- WHAT IS EXPECTED: With the line containing "white wall sconce?" as the first line and the last line of the records as the final one, reproduce that range exactly.

————

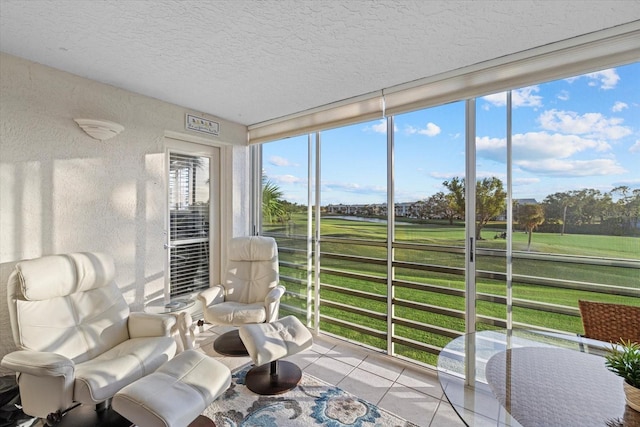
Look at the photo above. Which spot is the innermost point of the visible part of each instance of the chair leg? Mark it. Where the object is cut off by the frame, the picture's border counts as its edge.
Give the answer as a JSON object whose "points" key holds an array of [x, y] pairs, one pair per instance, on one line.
{"points": [[276, 377], [55, 417]]}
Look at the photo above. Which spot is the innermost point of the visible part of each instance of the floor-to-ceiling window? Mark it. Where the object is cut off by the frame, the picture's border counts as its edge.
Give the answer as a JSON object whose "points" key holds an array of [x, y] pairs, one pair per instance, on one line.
{"points": [[556, 219]]}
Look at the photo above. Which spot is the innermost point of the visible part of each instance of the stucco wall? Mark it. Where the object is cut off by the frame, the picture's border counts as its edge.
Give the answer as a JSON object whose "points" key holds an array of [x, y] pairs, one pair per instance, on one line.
{"points": [[62, 191]]}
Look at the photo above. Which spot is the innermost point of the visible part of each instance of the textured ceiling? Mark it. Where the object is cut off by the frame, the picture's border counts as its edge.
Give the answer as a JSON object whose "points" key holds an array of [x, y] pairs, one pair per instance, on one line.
{"points": [[250, 61]]}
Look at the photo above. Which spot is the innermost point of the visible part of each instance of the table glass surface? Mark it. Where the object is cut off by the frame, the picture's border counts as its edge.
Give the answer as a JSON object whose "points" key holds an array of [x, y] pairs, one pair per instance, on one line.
{"points": [[159, 305], [525, 378]]}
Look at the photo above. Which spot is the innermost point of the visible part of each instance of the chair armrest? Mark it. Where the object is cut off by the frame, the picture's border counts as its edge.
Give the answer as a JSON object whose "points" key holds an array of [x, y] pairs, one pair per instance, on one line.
{"points": [[272, 302], [212, 295], [39, 363], [150, 325], [274, 294]]}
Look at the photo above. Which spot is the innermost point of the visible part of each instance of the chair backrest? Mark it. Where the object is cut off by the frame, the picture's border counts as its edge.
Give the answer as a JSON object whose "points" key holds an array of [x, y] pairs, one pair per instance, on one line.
{"points": [[67, 304], [252, 269], [610, 322]]}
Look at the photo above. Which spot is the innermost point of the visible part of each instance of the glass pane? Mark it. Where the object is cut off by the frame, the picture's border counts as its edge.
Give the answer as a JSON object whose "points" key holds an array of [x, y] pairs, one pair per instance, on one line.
{"points": [[353, 232], [429, 154], [491, 205], [576, 154], [285, 216]]}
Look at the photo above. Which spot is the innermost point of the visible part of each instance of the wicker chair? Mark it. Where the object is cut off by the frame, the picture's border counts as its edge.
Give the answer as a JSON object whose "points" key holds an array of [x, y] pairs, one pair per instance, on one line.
{"points": [[610, 322]]}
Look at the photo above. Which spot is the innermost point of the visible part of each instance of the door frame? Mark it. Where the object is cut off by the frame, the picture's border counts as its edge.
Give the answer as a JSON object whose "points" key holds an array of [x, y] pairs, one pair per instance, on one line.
{"points": [[184, 145]]}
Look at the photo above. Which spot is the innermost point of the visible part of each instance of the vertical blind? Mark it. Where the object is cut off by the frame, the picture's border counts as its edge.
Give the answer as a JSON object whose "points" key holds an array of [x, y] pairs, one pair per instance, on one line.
{"points": [[188, 223]]}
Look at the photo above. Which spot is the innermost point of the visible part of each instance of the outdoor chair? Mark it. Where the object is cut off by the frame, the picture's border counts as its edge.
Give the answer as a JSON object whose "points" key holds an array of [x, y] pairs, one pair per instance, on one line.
{"points": [[610, 322]]}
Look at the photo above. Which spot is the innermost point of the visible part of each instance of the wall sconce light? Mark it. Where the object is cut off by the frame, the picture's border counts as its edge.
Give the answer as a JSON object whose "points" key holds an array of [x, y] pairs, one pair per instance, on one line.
{"points": [[99, 129]]}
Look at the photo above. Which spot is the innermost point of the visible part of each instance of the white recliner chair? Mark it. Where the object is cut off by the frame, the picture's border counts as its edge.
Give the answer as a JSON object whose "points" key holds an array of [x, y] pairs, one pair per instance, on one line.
{"points": [[77, 341], [250, 292]]}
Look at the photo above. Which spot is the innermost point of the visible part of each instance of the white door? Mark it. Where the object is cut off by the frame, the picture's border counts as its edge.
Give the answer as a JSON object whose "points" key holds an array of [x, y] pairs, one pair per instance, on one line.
{"points": [[193, 181]]}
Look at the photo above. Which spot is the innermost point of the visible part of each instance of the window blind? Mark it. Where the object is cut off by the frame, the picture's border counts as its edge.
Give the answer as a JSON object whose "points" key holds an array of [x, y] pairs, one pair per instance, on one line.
{"points": [[188, 223]]}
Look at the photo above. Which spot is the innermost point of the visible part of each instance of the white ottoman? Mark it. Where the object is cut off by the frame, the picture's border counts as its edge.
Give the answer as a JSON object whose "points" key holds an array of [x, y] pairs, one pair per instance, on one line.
{"points": [[267, 343], [176, 393]]}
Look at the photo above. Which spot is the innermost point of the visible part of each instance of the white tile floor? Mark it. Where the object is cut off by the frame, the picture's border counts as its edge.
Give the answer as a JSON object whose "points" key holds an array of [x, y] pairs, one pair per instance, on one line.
{"points": [[408, 390]]}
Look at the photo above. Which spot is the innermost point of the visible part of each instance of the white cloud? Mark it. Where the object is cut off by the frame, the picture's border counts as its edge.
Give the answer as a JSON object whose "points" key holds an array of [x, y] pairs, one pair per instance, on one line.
{"points": [[380, 127], [446, 175], [525, 181], [606, 79], [572, 168], [280, 161], [631, 183], [563, 95], [352, 187], [431, 129], [550, 154], [286, 179], [619, 106], [537, 146], [525, 97], [593, 125]]}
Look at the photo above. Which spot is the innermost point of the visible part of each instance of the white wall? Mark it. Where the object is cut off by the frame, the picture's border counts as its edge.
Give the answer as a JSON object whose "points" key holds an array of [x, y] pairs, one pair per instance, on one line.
{"points": [[62, 191]]}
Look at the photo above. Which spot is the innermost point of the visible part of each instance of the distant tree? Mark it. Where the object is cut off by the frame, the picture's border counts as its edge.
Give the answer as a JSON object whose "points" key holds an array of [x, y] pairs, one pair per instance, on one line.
{"points": [[490, 199], [272, 203], [556, 206], [456, 195], [530, 217], [627, 207], [490, 202], [442, 206]]}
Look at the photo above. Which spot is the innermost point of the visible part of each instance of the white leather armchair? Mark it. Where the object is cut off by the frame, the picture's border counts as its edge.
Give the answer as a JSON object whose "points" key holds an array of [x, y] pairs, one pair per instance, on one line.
{"points": [[250, 292], [77, 341]]}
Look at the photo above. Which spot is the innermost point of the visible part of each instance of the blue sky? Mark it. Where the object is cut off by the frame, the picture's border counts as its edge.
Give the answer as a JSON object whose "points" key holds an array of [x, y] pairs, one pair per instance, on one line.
{"points": [[569, 134]]}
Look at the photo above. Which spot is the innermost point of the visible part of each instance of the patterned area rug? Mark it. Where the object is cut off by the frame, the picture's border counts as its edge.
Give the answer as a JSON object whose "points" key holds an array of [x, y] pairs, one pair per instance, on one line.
{"points": [[312, 403]]}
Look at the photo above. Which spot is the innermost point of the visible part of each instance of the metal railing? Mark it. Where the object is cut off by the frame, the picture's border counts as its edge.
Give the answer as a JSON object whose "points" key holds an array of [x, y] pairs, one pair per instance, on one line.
{"points": [[421, 340]]}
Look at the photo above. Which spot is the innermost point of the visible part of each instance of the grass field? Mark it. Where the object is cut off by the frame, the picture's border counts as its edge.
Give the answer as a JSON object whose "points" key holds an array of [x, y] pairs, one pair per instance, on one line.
{"points": [[443, 234]]}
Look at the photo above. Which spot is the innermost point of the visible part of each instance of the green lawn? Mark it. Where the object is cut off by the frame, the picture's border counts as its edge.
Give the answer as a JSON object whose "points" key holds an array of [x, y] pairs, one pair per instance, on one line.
{"points": [[614, 247]]}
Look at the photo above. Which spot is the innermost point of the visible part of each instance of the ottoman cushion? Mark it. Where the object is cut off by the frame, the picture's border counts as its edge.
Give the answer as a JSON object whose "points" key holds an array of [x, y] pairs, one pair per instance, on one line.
{"points": [[267, 342], [176, 393]]}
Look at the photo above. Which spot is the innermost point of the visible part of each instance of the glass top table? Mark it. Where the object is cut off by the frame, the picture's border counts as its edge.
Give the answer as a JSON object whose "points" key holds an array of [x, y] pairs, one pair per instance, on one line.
{"points": [[526, 378]]}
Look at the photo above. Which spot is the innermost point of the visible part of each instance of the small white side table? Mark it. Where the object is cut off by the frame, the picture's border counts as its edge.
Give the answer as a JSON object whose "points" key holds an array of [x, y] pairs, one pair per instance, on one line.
{"points": [[182, 330]]}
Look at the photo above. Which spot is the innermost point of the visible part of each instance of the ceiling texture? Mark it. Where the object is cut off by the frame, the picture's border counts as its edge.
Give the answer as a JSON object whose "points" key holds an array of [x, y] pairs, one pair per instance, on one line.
{"points": [[251, 61]]}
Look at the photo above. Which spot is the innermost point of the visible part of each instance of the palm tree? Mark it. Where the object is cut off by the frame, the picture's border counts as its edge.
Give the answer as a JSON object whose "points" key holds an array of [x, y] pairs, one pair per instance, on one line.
{"points": [[272, 207], [530, 217]]}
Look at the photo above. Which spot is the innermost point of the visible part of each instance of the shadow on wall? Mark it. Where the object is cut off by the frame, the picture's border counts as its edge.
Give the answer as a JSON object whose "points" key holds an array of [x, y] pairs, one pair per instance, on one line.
{"points": [[6, 337]]}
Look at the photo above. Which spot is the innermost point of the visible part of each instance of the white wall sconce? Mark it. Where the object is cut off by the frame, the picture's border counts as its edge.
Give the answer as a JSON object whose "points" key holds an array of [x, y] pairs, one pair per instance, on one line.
{"points": [[99, 129]]}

————

- SOLUTION TO THE PROBLEM:
Look at the photo above. Which spot is the innermost point of the visible part of each instance of the white wall sconce? Mark it. Where the object is cut off by the frame, the picture's border counts as its edge.
Give the answer as a JSON object whose "points" key holds an array of [x, y] pairs, one pair per instance, on one line.
{"points": [[99, 129]]}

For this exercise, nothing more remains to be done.